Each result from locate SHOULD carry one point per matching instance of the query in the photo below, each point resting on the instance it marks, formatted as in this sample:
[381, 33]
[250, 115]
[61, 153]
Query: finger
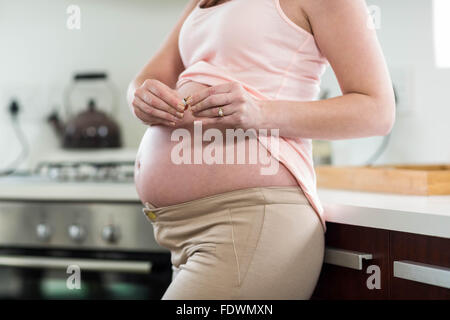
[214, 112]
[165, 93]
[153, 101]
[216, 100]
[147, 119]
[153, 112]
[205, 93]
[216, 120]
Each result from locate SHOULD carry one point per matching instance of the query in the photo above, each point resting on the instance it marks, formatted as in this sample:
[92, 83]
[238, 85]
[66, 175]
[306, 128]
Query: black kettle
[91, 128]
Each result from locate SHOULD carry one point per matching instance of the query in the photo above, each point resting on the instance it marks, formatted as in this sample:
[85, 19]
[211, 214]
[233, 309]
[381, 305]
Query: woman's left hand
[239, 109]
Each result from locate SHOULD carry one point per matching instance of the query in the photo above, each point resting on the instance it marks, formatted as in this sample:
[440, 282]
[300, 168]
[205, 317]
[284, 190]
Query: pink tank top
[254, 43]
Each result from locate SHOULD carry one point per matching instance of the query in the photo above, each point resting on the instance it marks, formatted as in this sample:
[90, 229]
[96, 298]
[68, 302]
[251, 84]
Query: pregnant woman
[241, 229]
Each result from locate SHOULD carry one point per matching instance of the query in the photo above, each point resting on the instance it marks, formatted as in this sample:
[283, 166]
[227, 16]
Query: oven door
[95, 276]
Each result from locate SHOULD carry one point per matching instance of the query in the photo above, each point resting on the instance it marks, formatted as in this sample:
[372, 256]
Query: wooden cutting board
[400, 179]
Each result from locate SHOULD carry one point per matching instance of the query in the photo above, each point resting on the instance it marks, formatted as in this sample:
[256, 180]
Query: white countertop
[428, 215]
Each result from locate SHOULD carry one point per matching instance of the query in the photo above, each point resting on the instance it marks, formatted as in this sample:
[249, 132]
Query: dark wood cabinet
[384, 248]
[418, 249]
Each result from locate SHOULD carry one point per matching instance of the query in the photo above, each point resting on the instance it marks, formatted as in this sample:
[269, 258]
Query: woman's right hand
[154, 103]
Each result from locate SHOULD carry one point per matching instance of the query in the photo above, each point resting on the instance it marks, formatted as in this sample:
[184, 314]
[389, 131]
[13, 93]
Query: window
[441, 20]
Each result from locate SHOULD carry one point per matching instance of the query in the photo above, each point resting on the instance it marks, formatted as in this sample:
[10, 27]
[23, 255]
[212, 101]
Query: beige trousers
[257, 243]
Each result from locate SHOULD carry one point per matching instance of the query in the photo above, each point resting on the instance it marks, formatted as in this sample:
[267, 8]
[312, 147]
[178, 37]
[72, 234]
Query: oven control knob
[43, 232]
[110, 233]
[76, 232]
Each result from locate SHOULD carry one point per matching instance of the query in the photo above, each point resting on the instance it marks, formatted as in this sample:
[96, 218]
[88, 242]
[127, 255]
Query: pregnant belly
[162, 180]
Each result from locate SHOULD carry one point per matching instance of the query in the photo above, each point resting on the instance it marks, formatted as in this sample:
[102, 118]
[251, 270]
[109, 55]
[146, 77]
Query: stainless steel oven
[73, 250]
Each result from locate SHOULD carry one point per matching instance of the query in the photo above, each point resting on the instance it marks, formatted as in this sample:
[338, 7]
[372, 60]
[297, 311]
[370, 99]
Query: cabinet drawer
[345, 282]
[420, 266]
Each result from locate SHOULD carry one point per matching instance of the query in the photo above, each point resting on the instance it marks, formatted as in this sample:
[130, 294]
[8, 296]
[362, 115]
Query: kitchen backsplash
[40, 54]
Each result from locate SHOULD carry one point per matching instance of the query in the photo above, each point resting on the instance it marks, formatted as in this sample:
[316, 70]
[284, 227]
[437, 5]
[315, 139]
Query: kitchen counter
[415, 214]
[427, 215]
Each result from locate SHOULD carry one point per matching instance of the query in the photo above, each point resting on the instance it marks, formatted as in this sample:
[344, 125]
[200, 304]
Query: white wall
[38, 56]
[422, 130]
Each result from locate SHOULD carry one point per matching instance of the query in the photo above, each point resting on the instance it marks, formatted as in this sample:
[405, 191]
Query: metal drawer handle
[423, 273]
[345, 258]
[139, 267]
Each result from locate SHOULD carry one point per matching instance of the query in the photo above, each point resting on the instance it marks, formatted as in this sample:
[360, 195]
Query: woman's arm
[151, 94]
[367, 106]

★ ★ ★ ★

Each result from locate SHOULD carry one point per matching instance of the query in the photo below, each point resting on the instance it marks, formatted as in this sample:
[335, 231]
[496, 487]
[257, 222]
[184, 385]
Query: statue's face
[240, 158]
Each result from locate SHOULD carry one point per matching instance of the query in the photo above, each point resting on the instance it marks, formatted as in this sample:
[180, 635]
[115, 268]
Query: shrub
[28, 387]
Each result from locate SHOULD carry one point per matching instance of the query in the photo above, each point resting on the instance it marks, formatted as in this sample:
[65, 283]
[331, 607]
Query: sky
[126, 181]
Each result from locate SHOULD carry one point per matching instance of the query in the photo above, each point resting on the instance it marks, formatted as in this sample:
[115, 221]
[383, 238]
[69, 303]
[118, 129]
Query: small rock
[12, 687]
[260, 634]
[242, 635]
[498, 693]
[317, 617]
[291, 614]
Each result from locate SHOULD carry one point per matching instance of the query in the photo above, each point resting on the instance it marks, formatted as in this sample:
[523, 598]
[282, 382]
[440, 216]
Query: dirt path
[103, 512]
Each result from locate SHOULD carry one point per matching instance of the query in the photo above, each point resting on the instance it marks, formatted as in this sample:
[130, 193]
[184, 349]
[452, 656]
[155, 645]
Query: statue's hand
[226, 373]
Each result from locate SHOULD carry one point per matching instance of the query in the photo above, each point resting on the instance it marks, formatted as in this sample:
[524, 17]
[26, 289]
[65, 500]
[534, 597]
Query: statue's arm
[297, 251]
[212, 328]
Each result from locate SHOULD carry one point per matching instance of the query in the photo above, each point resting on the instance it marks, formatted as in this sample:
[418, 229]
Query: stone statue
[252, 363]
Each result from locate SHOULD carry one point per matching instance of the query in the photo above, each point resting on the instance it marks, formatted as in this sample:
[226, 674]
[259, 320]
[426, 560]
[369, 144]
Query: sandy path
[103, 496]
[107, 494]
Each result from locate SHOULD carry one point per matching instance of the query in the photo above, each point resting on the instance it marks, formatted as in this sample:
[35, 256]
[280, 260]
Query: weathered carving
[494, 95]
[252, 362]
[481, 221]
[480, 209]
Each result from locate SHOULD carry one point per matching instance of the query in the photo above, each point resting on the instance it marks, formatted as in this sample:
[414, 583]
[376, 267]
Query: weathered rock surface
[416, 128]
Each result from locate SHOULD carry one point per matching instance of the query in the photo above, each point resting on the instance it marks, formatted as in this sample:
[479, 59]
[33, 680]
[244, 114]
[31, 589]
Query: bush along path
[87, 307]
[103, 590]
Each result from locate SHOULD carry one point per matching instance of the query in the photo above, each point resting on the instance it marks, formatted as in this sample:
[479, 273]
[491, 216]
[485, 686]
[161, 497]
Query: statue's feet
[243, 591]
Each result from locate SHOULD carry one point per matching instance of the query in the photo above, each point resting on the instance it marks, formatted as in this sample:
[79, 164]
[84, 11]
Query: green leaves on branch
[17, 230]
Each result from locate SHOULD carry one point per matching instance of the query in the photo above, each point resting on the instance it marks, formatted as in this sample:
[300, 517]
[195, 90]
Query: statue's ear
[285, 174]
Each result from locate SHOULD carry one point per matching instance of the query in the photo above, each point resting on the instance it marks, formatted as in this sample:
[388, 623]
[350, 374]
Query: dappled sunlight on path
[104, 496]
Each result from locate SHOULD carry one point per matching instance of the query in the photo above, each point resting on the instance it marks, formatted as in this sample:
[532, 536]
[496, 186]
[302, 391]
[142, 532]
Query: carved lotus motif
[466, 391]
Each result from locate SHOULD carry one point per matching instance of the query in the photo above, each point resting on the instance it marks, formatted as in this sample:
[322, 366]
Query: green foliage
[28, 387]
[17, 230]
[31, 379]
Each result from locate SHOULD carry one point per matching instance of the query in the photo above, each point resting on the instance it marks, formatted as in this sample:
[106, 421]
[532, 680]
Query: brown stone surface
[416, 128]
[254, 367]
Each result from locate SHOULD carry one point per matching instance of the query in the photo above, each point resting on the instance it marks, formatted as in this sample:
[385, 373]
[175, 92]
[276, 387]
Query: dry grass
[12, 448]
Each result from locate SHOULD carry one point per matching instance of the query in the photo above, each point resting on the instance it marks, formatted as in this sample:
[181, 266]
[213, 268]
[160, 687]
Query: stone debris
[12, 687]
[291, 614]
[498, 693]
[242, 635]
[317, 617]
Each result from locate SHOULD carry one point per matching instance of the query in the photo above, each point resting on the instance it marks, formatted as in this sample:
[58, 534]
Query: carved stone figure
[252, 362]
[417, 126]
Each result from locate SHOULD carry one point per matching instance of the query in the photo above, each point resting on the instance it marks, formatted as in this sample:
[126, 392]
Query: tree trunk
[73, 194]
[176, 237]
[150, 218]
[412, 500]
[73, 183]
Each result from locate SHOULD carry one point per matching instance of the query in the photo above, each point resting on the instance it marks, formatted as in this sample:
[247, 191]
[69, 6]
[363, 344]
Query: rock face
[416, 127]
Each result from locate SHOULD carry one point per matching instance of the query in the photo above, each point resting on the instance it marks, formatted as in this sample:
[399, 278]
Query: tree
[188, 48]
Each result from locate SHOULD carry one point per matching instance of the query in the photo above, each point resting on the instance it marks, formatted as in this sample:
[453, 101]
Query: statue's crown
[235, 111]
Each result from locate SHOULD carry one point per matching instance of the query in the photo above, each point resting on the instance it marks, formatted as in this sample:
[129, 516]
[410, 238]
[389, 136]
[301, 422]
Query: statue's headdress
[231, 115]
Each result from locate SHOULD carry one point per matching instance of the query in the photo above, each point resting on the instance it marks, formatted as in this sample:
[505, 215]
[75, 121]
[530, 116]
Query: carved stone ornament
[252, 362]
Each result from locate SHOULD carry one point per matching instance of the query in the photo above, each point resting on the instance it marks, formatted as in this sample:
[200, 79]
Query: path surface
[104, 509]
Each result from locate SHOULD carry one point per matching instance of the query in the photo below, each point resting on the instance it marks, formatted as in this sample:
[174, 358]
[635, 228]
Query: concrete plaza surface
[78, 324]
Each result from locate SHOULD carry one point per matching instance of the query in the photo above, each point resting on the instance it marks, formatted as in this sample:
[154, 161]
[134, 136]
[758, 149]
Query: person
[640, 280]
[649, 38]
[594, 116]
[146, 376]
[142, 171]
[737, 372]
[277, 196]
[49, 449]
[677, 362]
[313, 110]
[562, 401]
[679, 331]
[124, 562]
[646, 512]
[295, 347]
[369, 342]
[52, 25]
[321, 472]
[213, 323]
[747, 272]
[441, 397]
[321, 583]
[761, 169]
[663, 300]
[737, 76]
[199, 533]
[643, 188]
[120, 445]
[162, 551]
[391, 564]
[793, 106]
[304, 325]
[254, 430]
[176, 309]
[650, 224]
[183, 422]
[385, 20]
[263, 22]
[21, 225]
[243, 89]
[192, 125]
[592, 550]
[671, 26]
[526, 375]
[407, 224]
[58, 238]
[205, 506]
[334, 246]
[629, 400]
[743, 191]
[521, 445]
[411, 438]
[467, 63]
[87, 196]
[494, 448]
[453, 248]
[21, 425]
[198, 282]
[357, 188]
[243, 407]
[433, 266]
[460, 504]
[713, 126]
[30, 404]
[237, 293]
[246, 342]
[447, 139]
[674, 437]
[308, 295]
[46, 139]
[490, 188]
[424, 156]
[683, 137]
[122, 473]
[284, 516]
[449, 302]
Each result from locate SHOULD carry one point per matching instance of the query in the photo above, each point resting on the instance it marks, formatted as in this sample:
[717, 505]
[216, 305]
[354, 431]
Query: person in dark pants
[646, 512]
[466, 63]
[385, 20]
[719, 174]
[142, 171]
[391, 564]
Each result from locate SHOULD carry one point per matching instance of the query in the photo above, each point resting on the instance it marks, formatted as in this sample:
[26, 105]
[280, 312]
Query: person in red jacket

★ ★ ★ ★

Return exactly the lines above from the line that has "Query: person in dark pants" through the line that has "Query: person in red jacket", inclusive, and nothing else.

Query: person in dark pants
[646, 512]
[466, 63]
[385, 20]
[719, 174]
[142, 171]
[391, 564]
Each result from locate SHOULD carry one point per matching instance of the query in the photo above, each point resting on the instance it marks, formatted as in this sample:
[26, 105]
[280, 312]
Query: person in red jacket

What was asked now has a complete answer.